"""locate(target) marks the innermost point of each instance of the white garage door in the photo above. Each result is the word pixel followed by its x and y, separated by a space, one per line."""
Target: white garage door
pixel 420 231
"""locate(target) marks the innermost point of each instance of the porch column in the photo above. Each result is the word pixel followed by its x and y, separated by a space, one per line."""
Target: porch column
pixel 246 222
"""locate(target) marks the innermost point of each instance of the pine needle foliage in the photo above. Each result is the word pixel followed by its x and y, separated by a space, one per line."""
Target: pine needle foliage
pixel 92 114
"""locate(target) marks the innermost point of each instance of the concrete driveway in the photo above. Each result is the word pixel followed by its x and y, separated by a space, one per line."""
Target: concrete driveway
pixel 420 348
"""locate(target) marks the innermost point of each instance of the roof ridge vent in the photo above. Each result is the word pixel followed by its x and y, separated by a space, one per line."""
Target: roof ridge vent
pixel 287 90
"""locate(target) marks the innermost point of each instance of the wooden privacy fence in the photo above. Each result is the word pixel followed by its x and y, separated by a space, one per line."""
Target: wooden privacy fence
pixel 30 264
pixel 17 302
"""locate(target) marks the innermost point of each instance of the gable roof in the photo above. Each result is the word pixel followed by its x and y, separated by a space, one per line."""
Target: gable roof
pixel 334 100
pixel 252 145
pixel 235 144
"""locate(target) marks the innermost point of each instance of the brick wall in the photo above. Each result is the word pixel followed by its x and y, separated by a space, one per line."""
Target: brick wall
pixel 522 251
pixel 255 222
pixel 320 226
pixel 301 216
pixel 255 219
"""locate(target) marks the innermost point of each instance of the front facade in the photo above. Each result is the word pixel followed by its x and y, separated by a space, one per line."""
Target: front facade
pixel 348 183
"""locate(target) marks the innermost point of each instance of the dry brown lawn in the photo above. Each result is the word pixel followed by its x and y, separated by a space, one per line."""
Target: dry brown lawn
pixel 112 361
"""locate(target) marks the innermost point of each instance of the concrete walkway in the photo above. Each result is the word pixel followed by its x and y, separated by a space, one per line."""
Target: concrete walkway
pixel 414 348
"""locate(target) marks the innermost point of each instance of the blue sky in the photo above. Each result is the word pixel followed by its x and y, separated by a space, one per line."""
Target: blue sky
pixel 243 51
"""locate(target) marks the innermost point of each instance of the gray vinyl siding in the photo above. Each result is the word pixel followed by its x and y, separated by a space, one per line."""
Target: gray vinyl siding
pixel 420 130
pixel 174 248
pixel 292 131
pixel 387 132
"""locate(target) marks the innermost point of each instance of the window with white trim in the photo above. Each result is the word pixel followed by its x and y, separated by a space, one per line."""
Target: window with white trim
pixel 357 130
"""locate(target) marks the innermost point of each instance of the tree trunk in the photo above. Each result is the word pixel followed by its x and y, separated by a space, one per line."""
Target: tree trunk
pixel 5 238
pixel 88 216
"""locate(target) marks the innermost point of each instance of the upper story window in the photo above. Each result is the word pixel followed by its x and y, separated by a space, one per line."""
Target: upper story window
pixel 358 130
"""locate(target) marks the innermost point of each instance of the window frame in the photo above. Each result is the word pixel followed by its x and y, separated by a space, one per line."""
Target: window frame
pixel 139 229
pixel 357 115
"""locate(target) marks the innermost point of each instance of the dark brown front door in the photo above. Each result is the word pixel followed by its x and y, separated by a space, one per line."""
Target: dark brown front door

━━━

Emit verbatim the lines running from the one with "of the gray" through the last line of the data, both endpoints inclusive.

"""locate(target) marks the innermost point of each instance of the gray vinyl siding in the photo above. Each result is the word pixel followed by its x and y, separated by a space, one per line."""
Target: gray vinyl siding
pixel 420 130
pixel 174 248
pixel 292 131
pixel 387 132
"""locate(target) marks the innermost point of each instance of the window with white trim in the photo above. Each result is the word pixel followed by its x and y, separated by a space, one per line."""
Target: window with white trim
pixel 357 130
"""locate(target) marks the innermost point of each instance of the tree trunk in the photo above. Each result is the word pixel followed by its x and y, separated by a space, one per line."""
Target: tree trunk
pixel 5 238
pixel 88 216
"""locate(target) marks the innermost point of each instance of the upper story window in the photo above. Each result is the word pixel followed by its x and y, separated by a space, one per line."""
Target: upper story window
pixel 358 130
"""locate(target) marks the innermost point of each instance of the window frame in the photo above. Each result is the word pixel followed by its x and y, separated by a space, one per line."""
Target: window frame
pixel 139 229
pixel 357 115
"""locate(target) marks the innermost point of each instance of the dark brown front door in the photo above. Each result is the word pixel followed by its x and y, separated by a space, one per line."""
Target: dark brown front door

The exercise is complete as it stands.